Items listed in a dataset

*-*-*

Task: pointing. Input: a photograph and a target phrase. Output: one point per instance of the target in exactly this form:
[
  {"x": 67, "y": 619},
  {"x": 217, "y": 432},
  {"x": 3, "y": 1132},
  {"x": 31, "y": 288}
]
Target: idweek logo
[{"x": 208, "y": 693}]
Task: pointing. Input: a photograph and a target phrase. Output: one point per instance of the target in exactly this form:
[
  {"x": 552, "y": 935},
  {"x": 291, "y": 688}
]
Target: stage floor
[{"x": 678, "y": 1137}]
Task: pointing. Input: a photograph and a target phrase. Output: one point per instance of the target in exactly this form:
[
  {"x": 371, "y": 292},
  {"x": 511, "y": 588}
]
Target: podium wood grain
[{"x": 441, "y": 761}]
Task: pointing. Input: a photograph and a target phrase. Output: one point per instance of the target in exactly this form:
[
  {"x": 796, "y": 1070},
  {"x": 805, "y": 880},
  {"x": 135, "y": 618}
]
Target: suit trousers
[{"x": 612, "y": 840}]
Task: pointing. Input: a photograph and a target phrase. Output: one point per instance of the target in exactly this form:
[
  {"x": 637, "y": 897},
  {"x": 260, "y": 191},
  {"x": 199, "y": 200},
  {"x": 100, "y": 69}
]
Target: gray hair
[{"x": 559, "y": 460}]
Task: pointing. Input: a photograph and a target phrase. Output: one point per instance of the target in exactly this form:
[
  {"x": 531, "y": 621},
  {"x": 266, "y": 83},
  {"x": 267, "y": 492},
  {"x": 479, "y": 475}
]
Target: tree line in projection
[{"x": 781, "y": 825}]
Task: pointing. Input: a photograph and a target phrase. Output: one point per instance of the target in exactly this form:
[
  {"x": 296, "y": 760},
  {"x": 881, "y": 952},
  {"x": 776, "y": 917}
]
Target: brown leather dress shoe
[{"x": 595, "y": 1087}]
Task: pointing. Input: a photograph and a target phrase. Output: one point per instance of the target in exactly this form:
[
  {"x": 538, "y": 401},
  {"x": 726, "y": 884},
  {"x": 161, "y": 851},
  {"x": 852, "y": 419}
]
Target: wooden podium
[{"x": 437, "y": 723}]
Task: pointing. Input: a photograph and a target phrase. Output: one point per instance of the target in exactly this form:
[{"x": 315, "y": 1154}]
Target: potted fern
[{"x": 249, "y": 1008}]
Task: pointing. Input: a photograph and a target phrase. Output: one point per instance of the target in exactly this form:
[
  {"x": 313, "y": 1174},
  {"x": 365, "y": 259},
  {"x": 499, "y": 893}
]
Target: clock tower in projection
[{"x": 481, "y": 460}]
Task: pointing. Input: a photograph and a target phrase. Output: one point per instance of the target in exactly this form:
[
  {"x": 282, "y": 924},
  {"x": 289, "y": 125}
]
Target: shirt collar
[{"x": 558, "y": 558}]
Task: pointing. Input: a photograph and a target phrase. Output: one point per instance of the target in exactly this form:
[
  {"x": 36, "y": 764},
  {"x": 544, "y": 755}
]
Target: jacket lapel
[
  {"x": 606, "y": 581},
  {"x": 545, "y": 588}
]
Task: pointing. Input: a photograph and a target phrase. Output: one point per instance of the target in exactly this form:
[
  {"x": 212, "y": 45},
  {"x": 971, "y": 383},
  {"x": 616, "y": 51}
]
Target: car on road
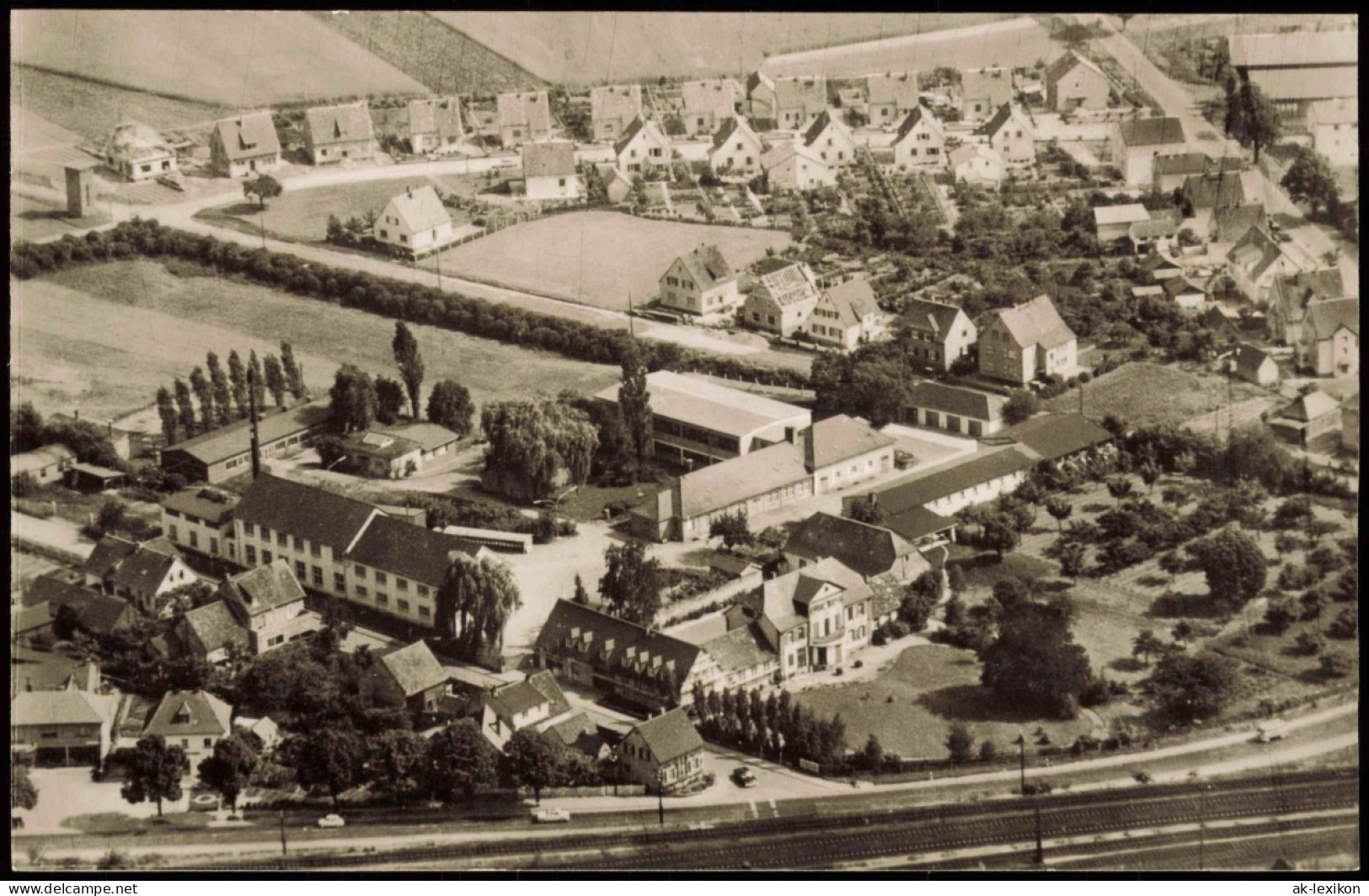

*-*-*

Omit the pictures and write out the remaining data exactly.

Task: pointing. Input: a photograph and a target phrase. Output: one point per instance of the target in exactly this form:
[
  {"x": 67, "y": 619},
  {"x": 217, "y": 432},
  {"x": 3, "y": 1132},
  {"x": 31, "y": 288}
]
Target: idweek logo
[{"x": 208, "y": 693}]
Task: pointing. Input: a photograph and a target phrase. Output: one point per instance of the target in exactly this form:
[
  {"x": 552, "y": 935},
  {"x": 291, "y": 688}
]
Target: stage floor
[{"x": 678, "y": 1137}]
Task: pointing. Input: a photograph and a target phrase. Output: one point per instance of the target in exactly this form:
[
  {"x": 371, "y": 292},
  {"x": 511, "y": 588}
]
Target: podium wood grain
[{"x": 441, "y": 761}]
Task: pointing. Input: a photograph and a target phrase. Output: one point per instance of the target in exactly this form:
[
  {"x": 796, "y": 1070},
  {"x": 805, "y": 880},
  {"x": 135, "y": 618}
]
Target: suit trousers
[{"x": 612, "y": 840}]
Task: pointing. Input: a photograph and a target phrase. Output: one point per instance of the target in exactly this form:
[
  {"x": 637, "y": 897},
  {"x": 260, "y": 191},
  {"x": 199, "y": 200},
  {"x": 100, "y": 69}
]
Target: gray hair
[{"x": 559, "y": 460}]
Task: pointing. Input: a photograph and a target phrase. Output: one point per instance of the target in exactly this form:
[
  {"x": 531, "y": 621},
  {"x": 266, "y": 83},
  {"x": 267, "y": 492},
  {"x": 479, "y": 475}
]
Target: tree line in projection
[{"x": 781, "y": 825}]
Task: pointing. Input: a photograph and a target phrase. Output: one point per instance of the target in exactly this form:
[
  {"x": 296, "y": 760},
  {"x": 881, "y": 952},
  {"x": 776, "y": 917}
]
Target: brown leather dress shoe
[{"x": 595, "y": 1087}]
Task: pointing. Input: a photograph and a target phrase. Output: one point per instance of the target in exactly this form:
[
  {"x": 538, "y": 401},
  {"x": 726, "y": 884},
  {"x": 161, "y": 851},
  {"x": 852, "y": 419}
]
Target: wooden podium
[{"x": 437, "y": 723}]
Task: pointing. Input: a photograph and a target phrase. Output: one point per instance of the target in exactly this form:
[{"x": 315, "y": 1154}]
Target: potted fern
[{"x": 249, "y": 1008}]
Task: pointing. Input: a photograph and a target phrase. Output: one point per instance of the target in exactly this form:
[
  {"x": 313, "y": 1174},
  {"x": 365, "y": 259},
  {"x": 499, "y": 893}
]
Target: clock tower in projection
[{"x": 481, "y": 460}]
Task: pointing. Input: a photograph and a target phrase. Output: one point per instance of the target in exactly this form:
[
  {"x": 282, "y": 924},
  {"x": 289, "y": 125}
]
Target: shirt collar
[{"x": 558, "y": 558}]
Task: pointing. Input: a photograph and a target phrase. Output: one point per instance of the target in exactly this form:
[
  {"x": 36, "y": 764},
  {"x": 544, "y": 755}
]
Target: jacket lapel
[
  {"x": 606, "y": 581},
  {"x": 545, "y": 588}
]
Task: pointing. Input: a photograph and a target phrase. Output: one point per instance of the target in exactly this form:
[
  {"x": 212, "y": 45},
  {"x": 971, "y": 383},
  {"x": 616, "y": 51}
]
Target: car on road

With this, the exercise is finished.